▶ _Brano_:
● ● ●

Diocesi di Chioggia
STORIA
Con la traslazione della sede episcopale da Malamocco a Chioggia fu implicitamente riconosciuta la posizione di rilievo conseguita da quest’ultima nell’ambito della provincia veneziana.La fiorente produzione di sale, le rendite fondiarie di cui beneficiavano comunità monastiche e potenti famiglie veneziane contribuivano a rendere la realtà clugiense una componente di discreto rilievo nel panorama socio-economico del dogado.
Il generale declino dell’attività salinara accusato sin dai primi anni del Trecento non risparmiò lo stato economico del clero, come fu attestato dal tentativo di autoriduzione da parte del capitolo canonicale fieramente osteggiato dalle autorità comunali.
Parimenti l’asse patrimoniale della mensa vescovile si ridusse a esigui appezzamenti, che, oltre a essere insidiati da estenuanti controversie confinarie, non garantirono alla sede episcopale la necessaria indipendenza economica.
Anche le relazioni con le istituzioni civili delle diverse podesterie diocesane furono a volte incrinate dalle rivendicazioni delle istituzioni laiche sulle contese competenze giurisdizionali.
Dopo le lacerazioni inferte al corpo sociale dalla pestilenza del 1348, sul territorio diocesano si abbatté la quarta guerra veneto-genovese, che nel periodo 1379-1380 trovò il suo epicentro proprio in Chioggia.
Gli scontri provocarono la totale distruzione delle località di Malamocco, Poveglia, Pellestrina, Chioggia Minore nonché dei conventi periferici di San Giorgio di Fossone, Santa Caterina del Deserto e Oltre Canale, San Biagio, San Francesco fuori Mura, Santissima Trinità e San Michele di Brondolo.
Quest’ultimo, originariamente benedettino e dal 1229 cisterciense, era stato beneficiato con elargizioni di beni immobili da parte di alcune famiglie estranee alla società clodiense, che si mostrò invece più incline agli ordini mendicanti, ubicati alle estremità dell’abitato.
Il lento recupero postbellico fu ostacolato sia dalla crisi di mercato che afflisse gli impianti saliniferi fino all’estinzione consumatasi agli albori del Cinquecento sia dalle frequenti epidemie.
Il clero regolare scomparve dal distretto (annessione della superstite comunità di Brondolo alla congregazione veneziana del Santo Spirito, trasformazione dell’abbazia di San Giorgio di Fossone in rettoria), mentre in ambito urbano, oltre a una più razionale distribuzione della cura d’anime, furono erette due piccole chiese, una intitolata dai profughi della distrutta Chioggia Minore ai santi Martino, Matteo e Antonio, l’altra ai santi Pietro e Paolo.

● ● ●

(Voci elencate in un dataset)
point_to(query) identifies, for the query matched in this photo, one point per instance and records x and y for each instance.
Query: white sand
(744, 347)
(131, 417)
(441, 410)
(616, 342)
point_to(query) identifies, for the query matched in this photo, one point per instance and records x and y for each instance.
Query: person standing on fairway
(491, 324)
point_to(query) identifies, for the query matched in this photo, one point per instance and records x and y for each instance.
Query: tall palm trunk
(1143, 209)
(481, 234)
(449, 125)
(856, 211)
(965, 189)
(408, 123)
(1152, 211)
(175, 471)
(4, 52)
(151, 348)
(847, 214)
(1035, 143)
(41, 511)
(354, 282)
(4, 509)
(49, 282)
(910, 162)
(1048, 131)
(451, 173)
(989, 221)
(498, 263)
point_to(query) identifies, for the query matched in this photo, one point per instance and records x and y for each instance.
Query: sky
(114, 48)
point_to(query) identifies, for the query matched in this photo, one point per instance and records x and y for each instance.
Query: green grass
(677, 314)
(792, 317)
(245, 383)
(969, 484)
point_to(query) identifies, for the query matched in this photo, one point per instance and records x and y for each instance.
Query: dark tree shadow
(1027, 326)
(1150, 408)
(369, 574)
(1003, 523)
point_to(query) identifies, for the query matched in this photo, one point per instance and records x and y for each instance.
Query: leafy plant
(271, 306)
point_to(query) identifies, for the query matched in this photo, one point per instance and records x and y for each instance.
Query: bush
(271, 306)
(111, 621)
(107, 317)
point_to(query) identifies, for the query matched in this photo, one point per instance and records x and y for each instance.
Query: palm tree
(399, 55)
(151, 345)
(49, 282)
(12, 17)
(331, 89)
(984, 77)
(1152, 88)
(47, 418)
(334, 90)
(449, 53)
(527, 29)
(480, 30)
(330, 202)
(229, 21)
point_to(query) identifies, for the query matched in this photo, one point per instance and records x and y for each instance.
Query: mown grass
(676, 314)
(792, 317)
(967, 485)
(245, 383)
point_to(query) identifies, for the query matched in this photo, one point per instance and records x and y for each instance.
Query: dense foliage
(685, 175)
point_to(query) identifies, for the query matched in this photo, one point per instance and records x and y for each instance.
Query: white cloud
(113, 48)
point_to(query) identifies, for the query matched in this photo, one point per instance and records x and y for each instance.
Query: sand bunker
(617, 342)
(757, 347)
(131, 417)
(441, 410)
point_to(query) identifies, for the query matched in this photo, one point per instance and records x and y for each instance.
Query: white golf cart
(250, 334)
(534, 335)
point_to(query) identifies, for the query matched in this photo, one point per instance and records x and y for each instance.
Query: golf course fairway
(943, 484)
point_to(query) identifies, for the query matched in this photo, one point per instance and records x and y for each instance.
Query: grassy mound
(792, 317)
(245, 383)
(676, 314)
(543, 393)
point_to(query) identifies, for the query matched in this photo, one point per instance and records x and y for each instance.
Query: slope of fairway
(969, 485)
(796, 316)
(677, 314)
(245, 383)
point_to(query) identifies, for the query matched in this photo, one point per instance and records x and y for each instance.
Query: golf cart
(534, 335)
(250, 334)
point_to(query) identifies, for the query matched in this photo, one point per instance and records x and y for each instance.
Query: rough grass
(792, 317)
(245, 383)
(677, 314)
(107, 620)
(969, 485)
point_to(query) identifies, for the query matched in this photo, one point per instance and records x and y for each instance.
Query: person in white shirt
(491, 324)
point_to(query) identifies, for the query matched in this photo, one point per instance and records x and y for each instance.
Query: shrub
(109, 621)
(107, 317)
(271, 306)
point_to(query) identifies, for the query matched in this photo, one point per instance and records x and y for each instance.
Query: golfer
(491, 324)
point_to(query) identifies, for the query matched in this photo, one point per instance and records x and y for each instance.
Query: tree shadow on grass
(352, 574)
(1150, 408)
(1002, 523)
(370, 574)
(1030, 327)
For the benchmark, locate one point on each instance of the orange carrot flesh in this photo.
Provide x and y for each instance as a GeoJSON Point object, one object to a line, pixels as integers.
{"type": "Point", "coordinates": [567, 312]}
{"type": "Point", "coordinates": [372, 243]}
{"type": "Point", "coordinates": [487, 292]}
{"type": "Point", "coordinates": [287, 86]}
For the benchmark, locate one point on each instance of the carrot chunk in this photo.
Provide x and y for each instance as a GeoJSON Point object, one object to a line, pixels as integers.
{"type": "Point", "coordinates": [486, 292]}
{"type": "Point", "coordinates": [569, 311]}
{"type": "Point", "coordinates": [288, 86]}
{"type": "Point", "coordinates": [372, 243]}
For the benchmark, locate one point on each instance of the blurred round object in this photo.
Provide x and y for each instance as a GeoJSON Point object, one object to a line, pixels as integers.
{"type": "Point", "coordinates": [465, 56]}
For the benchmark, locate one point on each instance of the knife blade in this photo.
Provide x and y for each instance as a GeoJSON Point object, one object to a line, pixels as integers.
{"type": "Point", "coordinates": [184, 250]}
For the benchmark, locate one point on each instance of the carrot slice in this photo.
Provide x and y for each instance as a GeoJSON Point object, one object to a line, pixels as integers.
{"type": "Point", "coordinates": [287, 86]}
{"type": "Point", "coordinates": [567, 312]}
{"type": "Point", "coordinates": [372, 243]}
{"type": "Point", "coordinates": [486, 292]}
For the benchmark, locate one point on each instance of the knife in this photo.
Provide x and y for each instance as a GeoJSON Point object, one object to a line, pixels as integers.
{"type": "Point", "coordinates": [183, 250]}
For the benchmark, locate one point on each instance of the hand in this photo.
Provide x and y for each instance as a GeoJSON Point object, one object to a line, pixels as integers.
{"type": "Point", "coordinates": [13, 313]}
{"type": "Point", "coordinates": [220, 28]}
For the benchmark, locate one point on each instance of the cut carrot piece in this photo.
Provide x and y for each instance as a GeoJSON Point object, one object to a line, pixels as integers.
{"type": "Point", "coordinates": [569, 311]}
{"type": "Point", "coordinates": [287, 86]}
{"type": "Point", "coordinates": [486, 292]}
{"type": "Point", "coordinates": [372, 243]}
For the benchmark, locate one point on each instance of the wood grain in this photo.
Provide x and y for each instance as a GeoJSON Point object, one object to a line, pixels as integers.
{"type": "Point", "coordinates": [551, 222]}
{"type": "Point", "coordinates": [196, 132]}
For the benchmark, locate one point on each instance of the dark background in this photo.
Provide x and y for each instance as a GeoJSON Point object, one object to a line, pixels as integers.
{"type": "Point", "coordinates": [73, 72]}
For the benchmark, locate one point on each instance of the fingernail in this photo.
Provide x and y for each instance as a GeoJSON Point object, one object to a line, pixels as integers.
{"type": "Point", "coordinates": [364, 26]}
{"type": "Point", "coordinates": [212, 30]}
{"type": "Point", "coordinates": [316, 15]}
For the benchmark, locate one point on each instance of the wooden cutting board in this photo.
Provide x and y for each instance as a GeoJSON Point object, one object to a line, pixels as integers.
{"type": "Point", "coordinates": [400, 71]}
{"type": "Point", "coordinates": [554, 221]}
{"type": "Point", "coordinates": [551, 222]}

● ● ●

▶ _Cosa fare_:
(a) Restituisci il passo del brano sulla diocesi di Chioggia che comincia con "Diocesi di Chioggia" e finisce con "socio-economico del dogado.".
(b) Rispondi a queste domande in base al brano sulla diocesi di Chioggia:
(i) Da quale località fu trasferita a Chioggia la sede episcopale?
(ii) In quale periodo la quarta guerra veneto-genovese ebbe il suo epicentro a Chioggia?
(iii) Da quale anno San Michele di Brondolo era cisterciense?
(c) Prosegui il brano sulla diocesi di Chioggia a partire dall'ultima frase riportata.

▶ _Risposte_:
(a)
Diocesi di Chioggia
STORIA
Con la traslazione della sede episcopale da Malamocco a Chioggia fu implicitamente riconosciuta la posizione di rilievo conseguita da quest’ultima nell’ambito della provincia veneziana.La fiorente produzione di sale, le rendite fondiarie di cui beneficiavano comunità monastiche e potenti famiglie veneziane contribuivano a rendere la realtà clugiense una componente di discreto rilievo nel panorama socio-economico del dogado.

(b)
(i) Da Malamocco.
(ii) Nel periodo 1379-1380.
(iii) Dal 1229.

(c)
L’apparizione miracolosa della Madonna nel 1508 sul lido clugiense segnò in profondità la vita della Chiesa diocesana, che però dopo qualche anno fu investita dall’interdetto fulminato alla città da papa Leone X come misura di ritorsione per l’indebita sottrazione del carico di un naviglio pontificio perpetrata da alcuni marinai chioggiotti; fino alla revoca del provvedimento decretata nel 1517 non si spense il fervore religioso, sostenuto anche dall’unanime cooperazione del clero.
Nel solco della temperie riformista s’inserì il rinnovamento del panorama confraternale e monastico: benedettine in Santa Croce, cisterciensi in San Francesco Vecchio, agostiniane di Santa Maria dell’Orazione in Malamocco, celestini in Santa Maria del Pilastro, tre confraternite in città.
L’età del riformismo tridentino fu inaugurata dal vescovo Iacopo Nacchianti, il quale, proteso alla restaurazione dei costumi del clero, si prodigò per la decantazione della pietà popolare, per taluni aspetti deviata da pratiche magico-liturgiche di ascendenza pagana.
A siffatto orientamento pastorale aderirono anche i successori, tra i quali si pose in luce Lorenzo Prezzato, autentico campione della temperie controriformista, ma sensibile alle precarie condizioni cui era costretta la maggioranza dei fedeli.
Dopo il coinvolgimento nella grave crisi giurisdizionale che contrappose la Repubblica veneta alla Santa Sede nel 1606, due tragici eventi funestarono la vita diocesana: l’incendio dell’antica cattedrale nel 1623 e la pestilenza del 1630-1631, che falcidiò un terzo della popolazione chioggiotta, senza risparmiare le comunità periferiche.
I decenni successivi, dominati da tre presuli appartenenti alla famiglia Grassi, furono quindi dedicati alla ricostruzione del tessuto sociale nonché della nuova cattedrale ideata dal genio di Baldassarre Longhena.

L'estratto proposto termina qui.